What the task asks: Output all of the records word for word and drop the images.

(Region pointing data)
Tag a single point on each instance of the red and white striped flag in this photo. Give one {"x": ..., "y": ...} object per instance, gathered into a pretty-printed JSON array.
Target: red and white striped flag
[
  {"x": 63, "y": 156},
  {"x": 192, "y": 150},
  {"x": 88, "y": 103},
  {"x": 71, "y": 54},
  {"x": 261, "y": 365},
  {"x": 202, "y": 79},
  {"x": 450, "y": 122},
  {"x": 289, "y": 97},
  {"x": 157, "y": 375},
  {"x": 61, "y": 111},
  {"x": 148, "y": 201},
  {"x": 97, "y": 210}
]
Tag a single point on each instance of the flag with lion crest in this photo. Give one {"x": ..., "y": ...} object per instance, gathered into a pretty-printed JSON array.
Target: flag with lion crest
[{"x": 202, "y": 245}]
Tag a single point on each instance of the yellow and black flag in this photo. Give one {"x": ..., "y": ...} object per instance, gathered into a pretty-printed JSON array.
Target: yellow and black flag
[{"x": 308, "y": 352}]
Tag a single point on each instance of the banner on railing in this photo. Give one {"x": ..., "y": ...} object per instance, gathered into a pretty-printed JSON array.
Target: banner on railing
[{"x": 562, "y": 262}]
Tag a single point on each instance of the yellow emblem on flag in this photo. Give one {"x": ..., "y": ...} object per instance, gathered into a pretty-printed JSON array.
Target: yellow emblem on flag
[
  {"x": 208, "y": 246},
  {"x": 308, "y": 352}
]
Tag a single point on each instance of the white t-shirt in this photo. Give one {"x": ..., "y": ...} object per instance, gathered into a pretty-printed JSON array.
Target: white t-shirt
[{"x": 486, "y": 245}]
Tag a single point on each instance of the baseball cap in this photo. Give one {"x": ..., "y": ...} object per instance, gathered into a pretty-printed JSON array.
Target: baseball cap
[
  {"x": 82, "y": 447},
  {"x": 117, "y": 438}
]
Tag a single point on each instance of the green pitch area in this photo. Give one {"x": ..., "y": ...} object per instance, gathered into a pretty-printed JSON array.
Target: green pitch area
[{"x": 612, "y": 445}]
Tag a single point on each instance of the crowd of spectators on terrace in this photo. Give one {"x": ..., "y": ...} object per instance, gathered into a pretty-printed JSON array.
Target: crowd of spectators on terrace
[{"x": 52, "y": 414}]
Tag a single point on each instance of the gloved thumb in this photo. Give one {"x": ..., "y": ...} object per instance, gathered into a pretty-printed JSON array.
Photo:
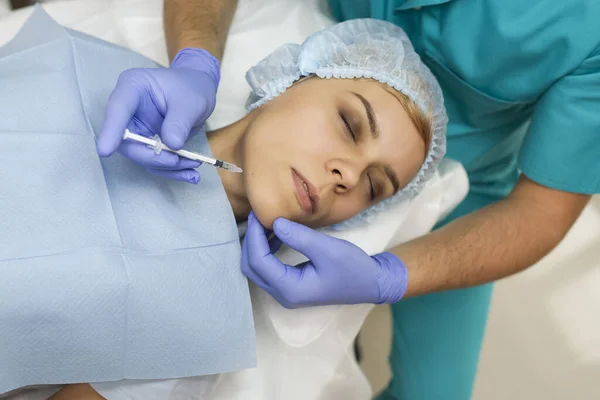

Output of the task:
Tag a single point on each instance of the red and white striped flag in this photo. Give one {"x": ..., "y": ...} object per instance, gathered into a pretty-printed JSON array.
Target: red and white striped flag
[
  {"x": 63, "y": 156},
  {"x": 192, "y": 150},
  {"x": 88, "y": 103},
  {"x": 71, "y": 54},
  {"x": 261, "y": 365},
  {"x": 202, "y": 79},
  {"x": 450, "y": 122},
  {"x": 289, "y": 97},
  {"x": 157, "y": 375},
  {"x": 61, "y": 111},
  {"x": 148, "y": 201},
  {"x": 97, "y": 210}
]
Tag a single point on each instance of the flag with lion crest in this photo. Give one {"x": ..., "y": ...} object per instance, gathered into a pretty-printed JSON array.
Target: flag with lion crest
[{"x": 202, "y": 245}]
Tag a single point on each instance of the yellow and black flag in this photo. Give one {"x": ..., "y": ...} object per instance, gathered into a pretty-printed JSON array.
Target: yellow and black flag
[{"x": 308, "y": 352}]
Tag a single point on each instance of the banner on railing in this photo. Give one {"x": ..., "y": ...} object per instance, gathered into a pretty-printed JSON array.
Target: banner on railing
[{"x": 562, "y": 262}]
Tag a single point on each instance of the yellow emblem on flag in this photo. Give one {"x": ..., "y": ...} object per instance, gathered into a pretty-printed JSON array.
Target: yellow emblem on flag
[
  {"x": 208, "y": 246},
  {"x": 308, "y": 352}
]
Tag a single point on each instance of the white t-shirt in this photo. Give one {"x": ..., "y": ...} object per instance, gathered into a pretty-printed JSON array.
Target: white t-shirt
[{"x": 486, "y": 245}]
Tag a single point on each instance of the baseball cap in this photo. Give one {"x": ..., "y": ...} object per instance, gathered into a pretty-printed JSON array.
Target: baseball cap
[
  {"x": 82, "y": 447},
  {"x": 117, "y": 438}
]
Tag a single point on each instance of the green pitch area in this photo. Give one {"x": ..., "y": ...} object per instance, gathered into a pretty-printed JSON array.
Target: green pitch area
[{"x": 612, "y": 445}]
Tag a single point on each instance of the crowd of spectators on terrace in this photo. Give one {"x": ..., "y": ...} object per instance, gathered into a pretty-printed JSON array.
Target: crowd of spectators on terrace
[{"x": 52, "y": 414}]
Tag a single point on each instance of the gloved thumb in this photo. Give one {"x": ..., "y": ...} object per instance, gathered into a pretty-printed JSON array.
Photo:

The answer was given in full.